━━ READING PASSAGE ━━

After graduation from College, where I majored in History, I went to the University of Cambridge where I enrolled in the Faculty of English, under the direction of Wole Soyinka. Much of my passion for African Studies was generated by Soyinka's sublime example, and it is clear to me today that had it not been for our chance encounter, and my deep friendship with a fellow African student, Kwame Anthony Appiah, I would have ended up neither as a professor, nor as a scholar of African or African American Studies.

Soyinka taught me many things, far too many to detail here. But what most struck me about him was his dictum that a fundamental aspect of commitment to a field indeed, to one's people, however broadly that may be defined was the willingness both to praise and to criticize, whenever the occasion called for one to do so. "Criticism, like charity," Wole would repeat, again and again like a mantra, "starts at home." And so, in the pages of his journal, Transition, on whose editorial board I have sat since 1973, Soyinka attacked the excesses of brutal dictators such as Idi Amin, Mobutu, or Sani Abacha, as well as the reluctance of other African and African American intellectuals to do so in public for fear, somehow, of giving comfort to colonialists, racists, or neo-colonialists. Since graduate school, I have taken Soyinka's notion of "tough love" as the ultimate sign of passion and true commitment that a scholar can demonstrate in his devotion to her or his field.

━━━
━━ DATA EXTRACT ━━

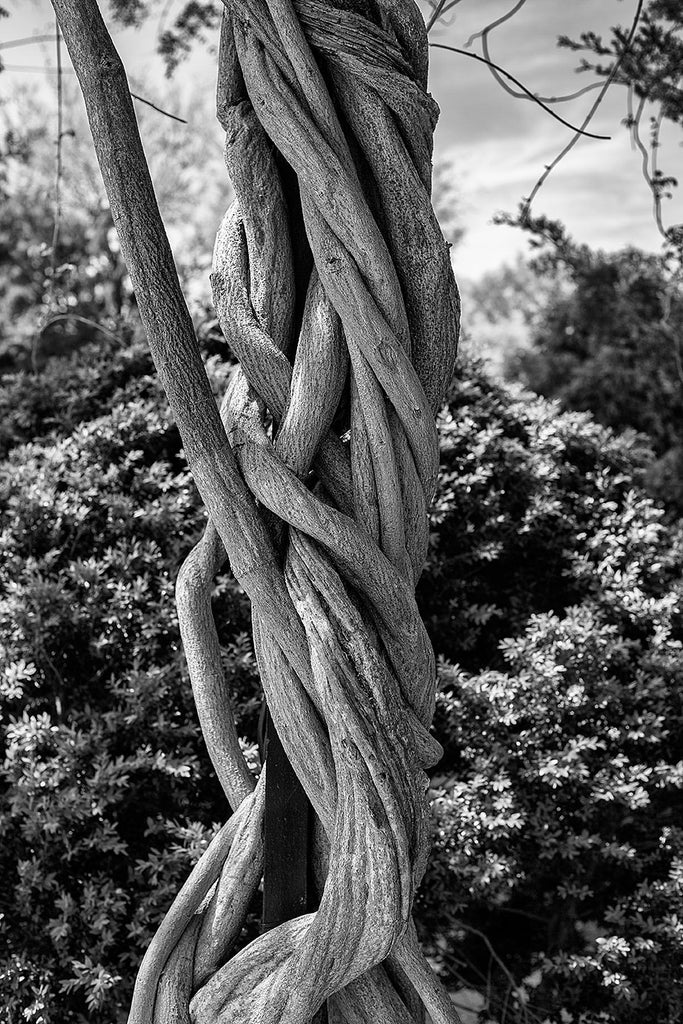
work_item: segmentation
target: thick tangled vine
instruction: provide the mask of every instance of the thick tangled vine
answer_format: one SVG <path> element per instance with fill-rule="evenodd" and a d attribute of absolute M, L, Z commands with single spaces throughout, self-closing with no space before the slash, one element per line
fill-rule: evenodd
<path fill-rule="evenodd" d="M 198 400 L 171 366 L 172 340 L 154 340 L 159 310 L 145 326 L 211 515 L 180 572 L 178 613 L 236 813 L 153 940 L 130 1024 L 304 1024 L 326 1002 L 344 1024 L 411 1024 L 424 1008 L 434 1024 L 456 1022 L 412 923 L 429 848 L 425 768 L 439 754 L 415 585 L 459 318 L 430 203 L 425 29 L 411 0 L 225 7 L 218 116 L 236 201 L 212 287 L 241 368 L 222 429 L 204 385 Z M 142 243 L 126 242 L 108 186 L 134 263 Z M 262 874 L 267 768 L 255 783 L 221 671 L 210 593 L 226 556 L 252 599 L 272 721 L 319 824 L 318 909 L 232 956 Z"/>

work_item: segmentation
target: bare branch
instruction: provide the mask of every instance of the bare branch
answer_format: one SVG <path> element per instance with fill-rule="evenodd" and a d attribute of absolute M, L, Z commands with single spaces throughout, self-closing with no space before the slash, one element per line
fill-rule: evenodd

━━━

__OBJECTIVE__:
Extend the passage about studying with Wole Soyinka at Cambridge, picking up after its last sentence. The records play no part in this work.

__RESPONSE__:
Like many of my contemporaries, I have long been appalled by the penchant of white racists to demean, deny, or denigrate the civilizations that black people have produced on the African continent. The sustained, systematic attempt of European scholars to lift Egypt out of Africa, to whiten its people, and to deny its hybrid culture any influence from sub-Saharan African civilization is one of the great scandals of Europe's attempt to dominate the African continent and to justify the enslavement of tens of millions of its people. I vowed to fight that early on in my career, and as a student produced a 500-page Ph.D. thesis about the racist discourse of Enlightenment philosophers such as Hume, Kant, Jefferson, and Hegel, and their denigration of Africans as a people without reason, and Africa as a "continent without History." "Wonders of the African World" is my attempt to bring into the homes of average Africans, African Americans, Europeans, and Americans, some of the monuments of civilization created by people living in twelve countries on the African continent, delivered in an accessible form.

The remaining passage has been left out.